** start **
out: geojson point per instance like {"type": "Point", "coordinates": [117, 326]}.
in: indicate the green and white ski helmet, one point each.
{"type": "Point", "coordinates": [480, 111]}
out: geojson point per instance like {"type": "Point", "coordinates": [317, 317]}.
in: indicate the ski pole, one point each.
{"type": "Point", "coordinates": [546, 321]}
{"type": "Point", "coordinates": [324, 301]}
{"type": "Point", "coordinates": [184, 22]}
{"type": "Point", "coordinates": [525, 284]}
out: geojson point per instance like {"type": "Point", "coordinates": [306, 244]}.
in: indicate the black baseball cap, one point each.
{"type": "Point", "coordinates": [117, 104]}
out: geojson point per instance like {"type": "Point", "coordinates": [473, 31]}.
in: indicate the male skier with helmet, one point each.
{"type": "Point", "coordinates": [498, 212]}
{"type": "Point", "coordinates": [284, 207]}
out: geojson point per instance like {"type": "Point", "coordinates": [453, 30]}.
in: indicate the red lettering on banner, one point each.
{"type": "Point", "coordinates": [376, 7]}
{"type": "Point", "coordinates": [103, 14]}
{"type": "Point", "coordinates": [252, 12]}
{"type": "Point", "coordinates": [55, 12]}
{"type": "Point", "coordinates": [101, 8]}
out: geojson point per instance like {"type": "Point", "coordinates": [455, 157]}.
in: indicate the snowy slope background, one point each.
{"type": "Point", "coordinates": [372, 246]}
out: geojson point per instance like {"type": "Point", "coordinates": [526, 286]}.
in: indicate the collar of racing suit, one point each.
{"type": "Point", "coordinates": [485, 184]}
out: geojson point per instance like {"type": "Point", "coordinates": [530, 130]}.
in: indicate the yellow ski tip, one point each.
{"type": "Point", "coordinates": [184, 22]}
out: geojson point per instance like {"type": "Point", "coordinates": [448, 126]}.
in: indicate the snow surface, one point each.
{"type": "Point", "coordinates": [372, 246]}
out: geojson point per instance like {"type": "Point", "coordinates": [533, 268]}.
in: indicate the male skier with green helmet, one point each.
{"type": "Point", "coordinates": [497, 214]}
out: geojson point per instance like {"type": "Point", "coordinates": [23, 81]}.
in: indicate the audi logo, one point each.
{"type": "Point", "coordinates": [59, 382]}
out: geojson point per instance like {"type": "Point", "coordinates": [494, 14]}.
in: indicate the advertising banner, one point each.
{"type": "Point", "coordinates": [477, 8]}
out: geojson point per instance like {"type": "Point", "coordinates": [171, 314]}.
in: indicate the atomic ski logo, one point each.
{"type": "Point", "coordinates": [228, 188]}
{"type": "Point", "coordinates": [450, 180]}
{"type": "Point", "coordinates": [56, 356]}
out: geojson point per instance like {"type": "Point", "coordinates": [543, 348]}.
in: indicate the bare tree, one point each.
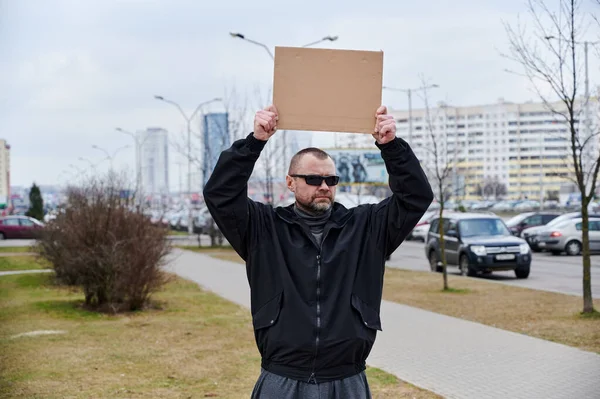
{"type": "Point", "coordinates": [441, 171]}
{"type": "Point", "coordinates": [551, 60]}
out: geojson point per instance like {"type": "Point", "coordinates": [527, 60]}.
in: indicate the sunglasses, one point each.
{"type": "Point", "coordinates": [317, 180]}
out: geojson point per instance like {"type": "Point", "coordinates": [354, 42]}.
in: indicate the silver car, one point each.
{"type": "Point", "coordinates": [567, 236]}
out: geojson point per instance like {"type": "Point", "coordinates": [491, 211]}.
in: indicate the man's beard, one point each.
{"type": "Point", "coordinates": [316, 208]}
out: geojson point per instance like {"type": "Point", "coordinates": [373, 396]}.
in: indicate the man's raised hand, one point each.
{"type": "Point", "coordinates": [385, 127]}
{"type": "Point", "coordinates": [265, 123]}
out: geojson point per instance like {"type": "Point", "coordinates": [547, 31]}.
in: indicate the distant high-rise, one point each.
{"type": "Point", "coordinates": [215, 129]}
{"type": "Point", "coordinates": [4, 173]}
{"type": "Point", "coordinates": [154, 161]}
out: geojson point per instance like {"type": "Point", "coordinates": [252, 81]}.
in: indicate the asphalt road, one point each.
{"type": "Point", "coordinates": [550, 273]}
{"type": "Point", "coordinates": [561, 273]}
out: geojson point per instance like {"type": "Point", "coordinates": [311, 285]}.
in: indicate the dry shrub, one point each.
{"type": "Point", "coordinates": [102, 244]}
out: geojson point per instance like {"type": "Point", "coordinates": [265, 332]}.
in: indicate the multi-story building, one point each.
{"type": "Point", "coordinates": [215, 135]}
{"type": "Point", "coordinates": [525, 148]}
{"type": "Point", "coordinates": [4, 173]}
{"type": "Point", "coordinates": [154, 160]}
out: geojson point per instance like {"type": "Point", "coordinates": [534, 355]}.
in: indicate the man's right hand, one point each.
{"type": "Point", "coordinates": [265, 123]}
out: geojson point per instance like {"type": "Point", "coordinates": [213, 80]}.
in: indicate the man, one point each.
{"type": "Point", "coordinates": [315, 268]}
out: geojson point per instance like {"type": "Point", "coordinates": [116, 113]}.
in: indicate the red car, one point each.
{"type": "Point", "coordinates": [22, 227]}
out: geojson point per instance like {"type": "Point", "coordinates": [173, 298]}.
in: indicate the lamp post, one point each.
{"type": "Point", "coordinates": [241, 36]}
{"type": "Point", "coordinates": [188, 120]}
{"type": "Point", "coordinates": [409, 91]}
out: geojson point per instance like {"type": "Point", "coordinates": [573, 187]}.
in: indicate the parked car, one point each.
{"type": "Point", "coordinates": [475, 243]}
{"type": "Point", "coordinates": [529, 219]}
{"type": "Point", "coordinates": [531, 234]}
{"type": "Point", "coordinates": [22, 227]}
{"type": "Point", "coordinates": [567, 236]}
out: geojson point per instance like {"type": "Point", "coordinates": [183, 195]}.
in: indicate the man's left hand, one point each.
{"type": "Point", "coordinates": [385, 127]}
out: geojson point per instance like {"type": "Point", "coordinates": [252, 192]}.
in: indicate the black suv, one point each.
{"type": "Point", "coordinates": [477, 242]}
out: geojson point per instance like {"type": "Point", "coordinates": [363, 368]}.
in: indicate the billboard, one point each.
{"type": "Point", "coordinates": [359, 166]}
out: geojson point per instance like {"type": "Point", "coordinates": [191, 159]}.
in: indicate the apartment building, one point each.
{"type": "Point", "coordinates": [524, 147]}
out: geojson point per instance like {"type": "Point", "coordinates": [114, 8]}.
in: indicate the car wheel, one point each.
{"type": "Point", "coordinates": [465, 269]}
{"type": "Point", "coordinates": [522, 271]}
{"type": "Point", "coordinates": [573, 248]}
{"type": "Point", "coordinates": [433, 262]}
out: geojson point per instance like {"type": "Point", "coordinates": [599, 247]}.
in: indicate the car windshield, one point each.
{"type": "Point", "coordinates": [482, 227]}
{"type": "Point", "coordinates": [515, 220]}
{"type": "Point", "coordinates": [563, 223]}
{"type": "Point", "coordinates": [559, 219]}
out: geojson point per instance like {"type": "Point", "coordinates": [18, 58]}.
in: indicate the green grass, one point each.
{"type": "Point", "coordinates": [15, 249]}
{"type": "Point", "coordinates": [21, 262]}
{"type": "Point", "coordinates": [190, 344]}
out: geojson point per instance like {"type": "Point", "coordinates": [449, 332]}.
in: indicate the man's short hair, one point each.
{"type": "Point", "coordinates": [316, 152]}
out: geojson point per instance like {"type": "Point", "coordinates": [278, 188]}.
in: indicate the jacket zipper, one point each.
{"type": "Point", "coordinates": [312, 377]}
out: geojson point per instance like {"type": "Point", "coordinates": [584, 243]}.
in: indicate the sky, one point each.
{"type": "Point", "coordinates": [71, 71]}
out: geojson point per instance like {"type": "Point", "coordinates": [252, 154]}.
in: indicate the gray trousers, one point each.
{"type": "Point", "coordinates": [273, 386]}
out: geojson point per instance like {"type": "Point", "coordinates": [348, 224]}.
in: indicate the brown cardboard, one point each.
{"type": "Point", "coordinates": [327, 90]}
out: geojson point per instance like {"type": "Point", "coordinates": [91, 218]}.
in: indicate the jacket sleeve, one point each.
{"type": "Point", "coordinates": [395, 217]}
{"type": "Point", "coordinates": [226, 192]}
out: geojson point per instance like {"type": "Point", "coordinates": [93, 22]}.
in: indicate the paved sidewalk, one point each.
{"type": "Point", "coordinates": [452, 357]}
{"type": "Point", "coordinates": [25, 272]}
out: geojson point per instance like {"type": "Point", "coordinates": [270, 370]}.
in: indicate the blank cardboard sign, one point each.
{"type": "Point", "coordinates": [327, 90]}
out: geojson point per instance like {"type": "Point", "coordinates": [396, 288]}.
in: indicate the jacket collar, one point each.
{"type": "Point", "coordinates": [339, 214]}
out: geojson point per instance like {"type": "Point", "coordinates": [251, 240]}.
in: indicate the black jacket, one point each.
{"type": "Point", "coordinates": [315, 312]}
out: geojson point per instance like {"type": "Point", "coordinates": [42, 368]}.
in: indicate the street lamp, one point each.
{"type": "Point", "coordinates": [243, 37]}
{"type": "Point", "coordinates": [189, 133]}
{"type": "Point", "coordinates": [409, 91]}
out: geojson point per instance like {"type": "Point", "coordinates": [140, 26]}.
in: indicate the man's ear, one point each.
{"type": "Point", "coordinates": [289, 181]}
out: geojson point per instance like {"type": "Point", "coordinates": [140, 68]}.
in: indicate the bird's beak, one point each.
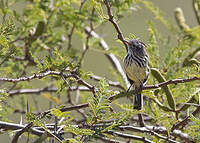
** end **
_What is expected_
Which lines in the entries above contain the string "skier"? Pull out each of those lines and copy it.

_Result_
in: indicate the male skier with helmet, one point each.
in: indicate the male skier with green helmet, one point each.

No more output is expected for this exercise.